KUTIPAN PILIHAN
################

Mungkin disini perlu ditilik mengenai efektivitas pemakaiannya. Tidak dengan membuat peraturan baru, namun dengan memaksimalkan peraturan yang sudah ada. Di sini saya akan mengangkat tentang satu peraturan sepele, yaitu peraturan kepemilikan SIM yang berkaitan dengan umur pengendara bermotor. Seperti yang kita ketahui peraturan kepemilikan SIM adalah sudah berumur 17 tahun, otomatis berlaku juga dengan pengendara.


Namun sudah rahasia umum bahwa peraturan tersebut sangat disepelekan. Tidak dipungkiri jika banyak remaja yang menggunakan kendaraan bermotor di bawah 17 tahun. Tidak menutup mata jika banyak praktik pencaloan SIM yang memungkinkan pembuatan SIM bagi remaja di bawah 17 tahun.


Pendisiplinan Kepemilikan SIM


Dalam persyaratan permohonan SIM perseorangan berdasarkan Pasal 81 UU No. 22 Tahun 2009, usia minimal pemohon SIM C adalah 17 tahun, SIM A dan D adalah 17 tahun, SIM B1 adalah 20 tahun, dan SIM B2 adalah 21 tahun. Selain itu pemohon harus memiliki KTP yang berarti juga harus berumur 17 tahun.


Namun kenyataan di lapangan banyak terdapat pemilik SIM yang belum benar-benar berumur 17 tahun. Bagaimana bisa? Tidak usah dipungkiri bahwa telah terjadi praktik pencaloan SIM di badan Polri. Para pemohon di bawah umur pun bisa dipalsukan umurnya dengan jasa calo-calo ini. Suka atau tidak KKN model calo SIM ini menjadi berlarut-larut dan susah diberantas.

################

DATA TERCATAT
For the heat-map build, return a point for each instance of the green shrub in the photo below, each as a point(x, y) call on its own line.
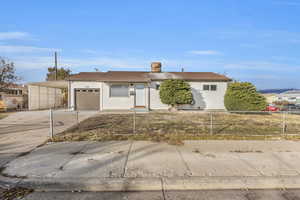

################

TUGAS LATIHAN
1. Ganti "pemohon" dengan "pendaftar" saat menyalin ulang kutipan tentang SIM, mulai dari "Dalam persyaratan permohonan" dan berakhir pada "harus berumur 17 tahun.".
2. Menurut kutipan tentang SIM, berapa usia minimal pemohon SIM B2?

JAWABAN TUGAS
1.
Dalam persyaratan permohonan SIM perseorangan berdasarkan Pasal 81 UU No. 22 Tahun 2009, usia minimal pendaftar SIM C adalah 17 tahun, SIM A dan D adalah 17 tahun, SIM B1 adalah 20 tahun, dan SIM B2 adalah 21 tahun. Selain itu pendaftar harus memiliki KTP yang berarti juga harus berumur 17 tahun.

2. 21 tahun.